__TEXT SECTION__
In June, U.S. Ambassador to China Nicholas Burns lamented that there are currently only around 800 American students studying in China, down from a highpoint of 15,000 a few years ago.
That turned out to be a low estimate, based only on those studying in university-credit programs. But even estimates in the low thousands elsewhere and far higher numbers of Chinese students still going to the U.S. to study do not hide the fact that there has been a wider freeze in academic relations between China and the U.S., particularly since the COVID-19 pandemic.
On the Chinese side, the Human Rights Foundation said in April that “Beijing has increasingly intimidated global academia, targeting both individual scholars and higher education institutions.” It listed informant networks, restricted funding opportunities and visa restrictions as forms of pressure applied to international scholars focusing on China.
But on the U.S. side, too, there has been a significant contribution. Law firm Benesch Law wrote in May that the U.S. Department of Justice continues to “[pursue] researchers and their employers over the failure to disclose ties to China,” even after its controversial “China Initiative” was dropped by the Biden Administration.
In combination, this marks a clear contrast to the situation in the 1990s and 2000s, where academics had more freedom in producing research about China and the conditions for people-to-people exchanges were far smoother.
“I think what’s really changed in the last few [years] is even if you’re not doing something nearly that sensitive, the scrutiny, the delays and sometimes just the outright rejections for visa applications … is getting really hard,” Michael Beckley, associate professor of political science at Tufts University, told a U.S.-Asia Institute webinar earlier this week regarding working in China.
Beckley said that in the 2000s, when he was a graduate student, professors who wrote about highly sensitive topics such as the Tiananmen Square massacre received visa restrictions. But now “if you do anything on human rights or Xinjiang or Taiwan and even increasingly just broader geopolitical issues, it’s getting really hard [to get access.]” He added that now even once academics are allowed into China, there are constraints on what can be studied.
At the same event, this timeline was broadly endorsed by Eileen Cheng-yin Chow (周成蔭), associate professor of the practice in Chinese and Japanese cultural studies at Duke University. She compared the situation in China now to the 1990s and 2000s, when she said the main emphasis was on controlling criticism that would be seen outside of China, rather than controlling all criticism.

__INPUT DATA__
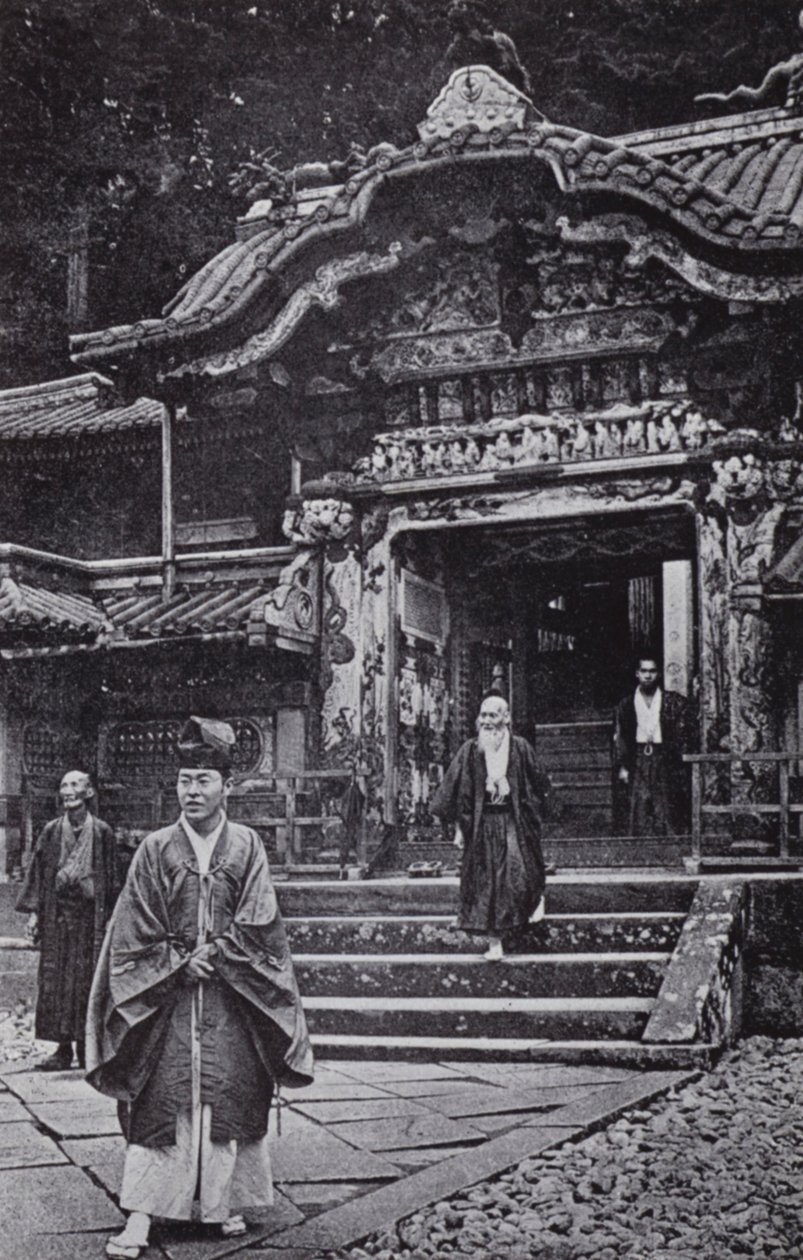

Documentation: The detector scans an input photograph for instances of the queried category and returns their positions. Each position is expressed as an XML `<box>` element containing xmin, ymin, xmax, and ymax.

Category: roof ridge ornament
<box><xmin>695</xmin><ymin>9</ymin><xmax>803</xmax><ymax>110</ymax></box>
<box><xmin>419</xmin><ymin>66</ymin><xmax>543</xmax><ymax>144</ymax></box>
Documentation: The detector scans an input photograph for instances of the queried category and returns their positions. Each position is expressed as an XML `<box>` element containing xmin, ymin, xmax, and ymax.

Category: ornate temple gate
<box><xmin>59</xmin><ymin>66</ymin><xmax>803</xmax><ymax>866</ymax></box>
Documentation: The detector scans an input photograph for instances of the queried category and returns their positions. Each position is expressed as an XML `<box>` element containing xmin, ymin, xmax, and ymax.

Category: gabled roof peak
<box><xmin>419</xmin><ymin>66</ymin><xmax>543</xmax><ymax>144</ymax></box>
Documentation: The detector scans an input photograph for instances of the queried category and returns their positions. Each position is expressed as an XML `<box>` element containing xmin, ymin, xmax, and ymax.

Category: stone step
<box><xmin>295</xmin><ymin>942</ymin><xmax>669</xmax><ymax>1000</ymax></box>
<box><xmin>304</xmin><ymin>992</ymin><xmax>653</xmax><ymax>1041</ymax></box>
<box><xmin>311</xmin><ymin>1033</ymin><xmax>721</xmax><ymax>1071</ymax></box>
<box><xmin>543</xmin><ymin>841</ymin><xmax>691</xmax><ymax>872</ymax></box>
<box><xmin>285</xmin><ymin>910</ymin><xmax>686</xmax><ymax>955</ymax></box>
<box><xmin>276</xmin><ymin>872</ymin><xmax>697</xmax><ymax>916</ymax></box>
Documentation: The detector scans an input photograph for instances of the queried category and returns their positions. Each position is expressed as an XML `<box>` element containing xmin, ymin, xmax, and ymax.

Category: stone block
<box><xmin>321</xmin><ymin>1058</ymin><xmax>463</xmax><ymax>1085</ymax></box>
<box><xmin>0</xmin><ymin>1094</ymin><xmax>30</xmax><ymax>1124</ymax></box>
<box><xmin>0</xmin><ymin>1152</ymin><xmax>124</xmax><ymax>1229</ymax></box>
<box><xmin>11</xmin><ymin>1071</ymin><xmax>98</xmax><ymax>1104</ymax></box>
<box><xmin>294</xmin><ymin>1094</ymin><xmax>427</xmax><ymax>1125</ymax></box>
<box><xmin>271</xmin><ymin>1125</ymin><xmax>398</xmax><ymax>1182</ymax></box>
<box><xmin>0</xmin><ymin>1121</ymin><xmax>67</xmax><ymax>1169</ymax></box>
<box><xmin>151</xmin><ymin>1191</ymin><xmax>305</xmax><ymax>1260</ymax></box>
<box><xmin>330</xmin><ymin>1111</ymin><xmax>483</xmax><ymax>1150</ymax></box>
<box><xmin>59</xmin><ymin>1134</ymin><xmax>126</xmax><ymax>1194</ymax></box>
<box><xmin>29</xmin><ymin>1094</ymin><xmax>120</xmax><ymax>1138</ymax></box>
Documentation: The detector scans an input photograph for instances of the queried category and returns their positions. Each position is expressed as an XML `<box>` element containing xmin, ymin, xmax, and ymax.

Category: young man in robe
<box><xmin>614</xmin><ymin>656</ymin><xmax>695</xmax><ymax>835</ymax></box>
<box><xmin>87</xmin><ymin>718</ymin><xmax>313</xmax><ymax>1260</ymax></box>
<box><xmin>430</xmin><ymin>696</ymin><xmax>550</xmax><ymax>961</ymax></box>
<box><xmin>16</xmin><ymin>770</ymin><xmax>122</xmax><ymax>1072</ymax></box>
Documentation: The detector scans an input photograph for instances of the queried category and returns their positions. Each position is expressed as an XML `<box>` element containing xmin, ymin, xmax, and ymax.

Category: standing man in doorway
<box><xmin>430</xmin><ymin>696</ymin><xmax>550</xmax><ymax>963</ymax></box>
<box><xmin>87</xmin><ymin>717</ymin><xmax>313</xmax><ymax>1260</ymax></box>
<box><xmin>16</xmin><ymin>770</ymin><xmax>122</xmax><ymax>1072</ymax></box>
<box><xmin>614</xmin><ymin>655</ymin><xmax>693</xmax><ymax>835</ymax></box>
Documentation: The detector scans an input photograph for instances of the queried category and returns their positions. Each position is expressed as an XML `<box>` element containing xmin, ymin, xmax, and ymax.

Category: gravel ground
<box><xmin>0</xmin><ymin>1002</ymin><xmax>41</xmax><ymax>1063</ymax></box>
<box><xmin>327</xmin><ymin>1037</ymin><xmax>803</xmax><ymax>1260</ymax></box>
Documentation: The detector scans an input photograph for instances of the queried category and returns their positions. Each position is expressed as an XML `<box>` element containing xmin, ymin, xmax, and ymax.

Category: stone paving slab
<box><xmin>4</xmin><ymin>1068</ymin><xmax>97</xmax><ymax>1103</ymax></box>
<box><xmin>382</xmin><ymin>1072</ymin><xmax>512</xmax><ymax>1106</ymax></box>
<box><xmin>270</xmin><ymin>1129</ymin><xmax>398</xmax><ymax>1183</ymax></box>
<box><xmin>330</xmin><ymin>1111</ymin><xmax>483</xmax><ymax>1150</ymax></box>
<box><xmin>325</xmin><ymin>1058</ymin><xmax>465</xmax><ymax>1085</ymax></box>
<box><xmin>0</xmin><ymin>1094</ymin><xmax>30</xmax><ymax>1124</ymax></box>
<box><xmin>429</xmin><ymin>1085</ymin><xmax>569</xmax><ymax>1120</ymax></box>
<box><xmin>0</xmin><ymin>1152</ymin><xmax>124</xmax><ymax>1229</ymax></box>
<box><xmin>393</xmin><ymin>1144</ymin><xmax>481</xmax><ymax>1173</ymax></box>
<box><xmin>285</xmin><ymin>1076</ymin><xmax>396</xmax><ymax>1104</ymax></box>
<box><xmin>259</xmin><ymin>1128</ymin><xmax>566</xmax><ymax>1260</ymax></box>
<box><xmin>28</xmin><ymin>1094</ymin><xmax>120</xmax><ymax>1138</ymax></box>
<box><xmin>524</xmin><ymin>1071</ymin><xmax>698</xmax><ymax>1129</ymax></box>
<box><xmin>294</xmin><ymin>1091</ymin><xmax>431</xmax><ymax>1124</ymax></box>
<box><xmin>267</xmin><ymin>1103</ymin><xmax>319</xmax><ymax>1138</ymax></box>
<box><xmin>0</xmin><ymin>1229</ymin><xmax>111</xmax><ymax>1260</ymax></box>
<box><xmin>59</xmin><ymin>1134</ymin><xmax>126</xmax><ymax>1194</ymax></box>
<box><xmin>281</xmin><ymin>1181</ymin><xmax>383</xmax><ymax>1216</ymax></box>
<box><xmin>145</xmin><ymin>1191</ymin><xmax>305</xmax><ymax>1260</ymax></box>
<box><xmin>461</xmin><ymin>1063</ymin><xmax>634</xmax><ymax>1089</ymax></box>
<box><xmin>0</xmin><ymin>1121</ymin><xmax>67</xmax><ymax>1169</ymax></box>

__PROBLEM REQUIREMENTS__
Translate this sentence from the text on U.S.-China academic ties into Spanish: "Beckley said that in the 2000s, when he was a graduate student, professors who wrote about highly sensitive topics such as the Tiananmen Square massacre received visa restrictions." Rely only on the text about U.S.-China academic ties, not on the entries.

__OUTPUT OF THE TASK__
Beckley dijo que en la década de 2000, cuando era estudiante de posgrado, los profesores que escribían sobre temas muy delicados, como la masacre de la plaza de Tiananmén, recibían restricciones de visado.